- Problem details -
The answer should consist of all the records, copied exactly.

Dataset entries:
• • • • • • •
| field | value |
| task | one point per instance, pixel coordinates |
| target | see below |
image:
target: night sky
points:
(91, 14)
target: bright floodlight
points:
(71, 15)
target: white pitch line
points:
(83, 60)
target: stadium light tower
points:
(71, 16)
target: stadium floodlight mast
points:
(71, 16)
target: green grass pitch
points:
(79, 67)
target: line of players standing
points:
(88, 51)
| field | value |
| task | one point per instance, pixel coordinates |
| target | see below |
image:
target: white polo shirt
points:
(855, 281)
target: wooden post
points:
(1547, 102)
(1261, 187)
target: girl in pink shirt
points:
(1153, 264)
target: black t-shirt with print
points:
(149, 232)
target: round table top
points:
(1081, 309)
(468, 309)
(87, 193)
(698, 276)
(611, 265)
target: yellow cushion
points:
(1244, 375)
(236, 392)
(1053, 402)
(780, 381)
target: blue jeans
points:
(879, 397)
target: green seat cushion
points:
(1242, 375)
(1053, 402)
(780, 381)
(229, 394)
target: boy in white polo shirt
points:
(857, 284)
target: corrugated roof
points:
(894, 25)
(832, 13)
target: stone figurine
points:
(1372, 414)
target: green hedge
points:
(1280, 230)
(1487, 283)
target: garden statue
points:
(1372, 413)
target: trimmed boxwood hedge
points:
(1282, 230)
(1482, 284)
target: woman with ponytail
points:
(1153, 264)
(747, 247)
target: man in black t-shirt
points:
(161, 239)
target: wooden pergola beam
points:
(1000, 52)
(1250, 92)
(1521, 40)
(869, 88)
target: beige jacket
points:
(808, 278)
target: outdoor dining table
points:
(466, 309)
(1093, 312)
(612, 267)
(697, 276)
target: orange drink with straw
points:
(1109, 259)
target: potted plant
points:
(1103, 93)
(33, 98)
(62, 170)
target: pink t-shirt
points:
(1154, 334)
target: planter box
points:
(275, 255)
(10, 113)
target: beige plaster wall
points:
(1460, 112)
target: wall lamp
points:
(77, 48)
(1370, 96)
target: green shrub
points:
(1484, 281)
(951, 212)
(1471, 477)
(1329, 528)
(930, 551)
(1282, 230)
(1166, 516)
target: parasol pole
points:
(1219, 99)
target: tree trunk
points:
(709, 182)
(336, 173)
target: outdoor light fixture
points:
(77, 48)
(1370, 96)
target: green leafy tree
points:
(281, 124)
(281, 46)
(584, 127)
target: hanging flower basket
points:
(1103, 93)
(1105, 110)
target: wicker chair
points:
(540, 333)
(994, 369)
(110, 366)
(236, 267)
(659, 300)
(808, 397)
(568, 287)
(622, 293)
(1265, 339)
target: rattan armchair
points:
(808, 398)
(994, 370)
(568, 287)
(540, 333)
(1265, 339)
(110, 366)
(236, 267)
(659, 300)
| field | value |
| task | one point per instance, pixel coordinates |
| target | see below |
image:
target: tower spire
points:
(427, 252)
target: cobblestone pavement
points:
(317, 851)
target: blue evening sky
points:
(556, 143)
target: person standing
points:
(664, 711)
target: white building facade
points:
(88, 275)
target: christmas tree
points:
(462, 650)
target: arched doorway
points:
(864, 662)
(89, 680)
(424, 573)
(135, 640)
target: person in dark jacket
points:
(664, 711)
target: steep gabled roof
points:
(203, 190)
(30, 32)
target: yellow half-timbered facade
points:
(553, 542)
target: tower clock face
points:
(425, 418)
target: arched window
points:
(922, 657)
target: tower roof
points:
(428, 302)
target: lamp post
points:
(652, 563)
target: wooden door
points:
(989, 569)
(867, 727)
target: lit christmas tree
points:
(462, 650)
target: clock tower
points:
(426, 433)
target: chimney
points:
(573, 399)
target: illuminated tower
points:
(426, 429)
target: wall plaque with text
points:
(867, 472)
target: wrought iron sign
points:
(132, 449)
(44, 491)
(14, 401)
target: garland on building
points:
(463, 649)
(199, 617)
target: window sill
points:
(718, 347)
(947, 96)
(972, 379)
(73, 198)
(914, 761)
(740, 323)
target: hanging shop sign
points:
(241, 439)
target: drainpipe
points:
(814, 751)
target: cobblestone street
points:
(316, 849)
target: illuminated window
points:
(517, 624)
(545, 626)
• • • • • • •
- Exercise result -
| field | value |
| task | one point per instance, pixel coordinates |
| target | see below |
image:
target: night sky
points:
(91, 14)
target: bright floodlight
points:
(71, 15)
target: white pitch line
points:
(83, 60)
target: stadium light tower
points:
(71, 16)
target: stadium floodlight mast
points:
(71, 16)
target: green grass pitch
points:
(79, 67)
target: line of players standing
points:
(88, 51)
| field | value |
| task | one point per instance, pixel coordinates |
| target | see below |
image:
target: white polo shirt
points:
(855, 281)
target: wooden post
points:
(1547, 102)
(1261, 187)
target: girl in pink shirt
points:
(1153, 264)
target: black t-shirt with print
points:
(149, 232)
target: round table top
points:
(1081, 309)
(468, 309)
(87, 193)
(698, 276)
(611, 265)
target: yellow cushion
points:
(1244, 375)
(236, 392)
(1053, 402)
(780, 381)
target: blue jeans
points:
(879, 397)
target: green seat cushion
points:
(1242, 375)
(1053, 402)
(780, 381)
(229, 394)
target: boy in white polo shirt
points:
(857, 284)
target: corrugated roof
points:
(894, 25)
(832, 13)
target: stone figurine
points:
(1372, 414)
target: green hedge
points:
(1280, 230)
(1487, 283)
target: garden statue
points:
(1372, 413)
target: trimmed boxwood hedge
points:
(1282, 230)
(1482, 284)
target: woman with ponytail
points:
(1153, 264)
(747, 247)
target: man in black t-shirt
points:
(161, 239)
target: wooden pergola beam
points:
(1000, 52)
(1250, 92)
(1521, 40)
(869, 88)
target: beige jacket
points:
(808, 278)
target: outdoor dining table
points:
(466, 309)
(1093, 312)
(612, 267)
(697, 276)
target: orange drink with straw
points:
(1109, 259)
target: potted plant
points:
(1103, 93)
(33, 98)
(62, 170)
target: pink t-shirt
points:
(1154, 334)
target: planter box
points:
(275, 255)
(10, 113)
target: beige plaster wall
points:
(1460, 112)
target: wall lamp
points:
(77, 48)
(1370, 96)
target: green shrub
points:
(1484, 281)
(951, 212)
(1471, 477)
(1329, 528)
(930, 551)
(1282, 230)
(1166, 516)
target: parasol pole
points:
(1219, 99)
target: tree trunk
points:
(709, 182)
(336, 173)
target: outdoor light fixture
points:
(77, 48)
(1370, 96)
target: green leafy tree
points:
(281, 124)
(281, 46)
(584, 127)
target: hanging flower basket
points:
(1103, 93)
(1105, 110)
target: wicker chair
points:
(540, 333)
(994, 369)
(110, 366)
(236, 267)
(659, 300)
(808, 397)
(568, 287)
(622, 293)
(1265, 339)
target: rattan armchair
points:
(808, 398)
(994, 370)
(568, 287)
(540, 333)
(1265, 339)
(110, 366)
(236, 267)
(659, 300)
| field | value |
| task | one point per instance, pixel coordinates |
| target | see below |
image:
target: tower spire
points:
(427, 252)
target: cobblestone pavement
points:
(317, 851)
target: blue evening sky
points:
(556, 143)
target: person standing
points:
(664, 711)
target: white building facade
points:
(88, 275)
target: christmas tree
points:
(462, 650)
target: arched doorway
points:
(864, 662)
(89, 680)
(424, 573)
(135, 640)
target: person in dark jacket
points:
(664, 711)
target: steep gabled roof
points:
(203, 190)
(30, 32)
target: yellow half-timbered facade
points:
(553, 542)
target: tower clock face
points:
(425, 418)
target: arched window
points:
(922, 657)
target: tower roof
points:
(428, 302)
target: lamp post
points:
(652, 563)
target: wooden door
points:
(989, 569)
(867, 727)
target: lit christmas tree
points:
(462, 650)
target: clock tower
points:
(426, 433)
target: chimney
points:
(573, 399)
target: illuminated tower
points:
(426, 429)
target: wall plaque with text
points:
(867, 472)
target: wrought iron sign
points:
(132, 449)
(44, 491)
(14, 401)
target: garland on building
points:
(463, 649)
(199, 617)
target: window sill
points:
(718, 347)
(947, 96)
(972, 379)
(73, 198)
(914, 761)
(740, 323)
target: hanging shop sign
points:
(241, 439)
target: drainpipe
points:
(814, 751)
target: cobblestone street
points:
(316, 849)
target: illuminated window
points:
(517, 624)
(545, 626)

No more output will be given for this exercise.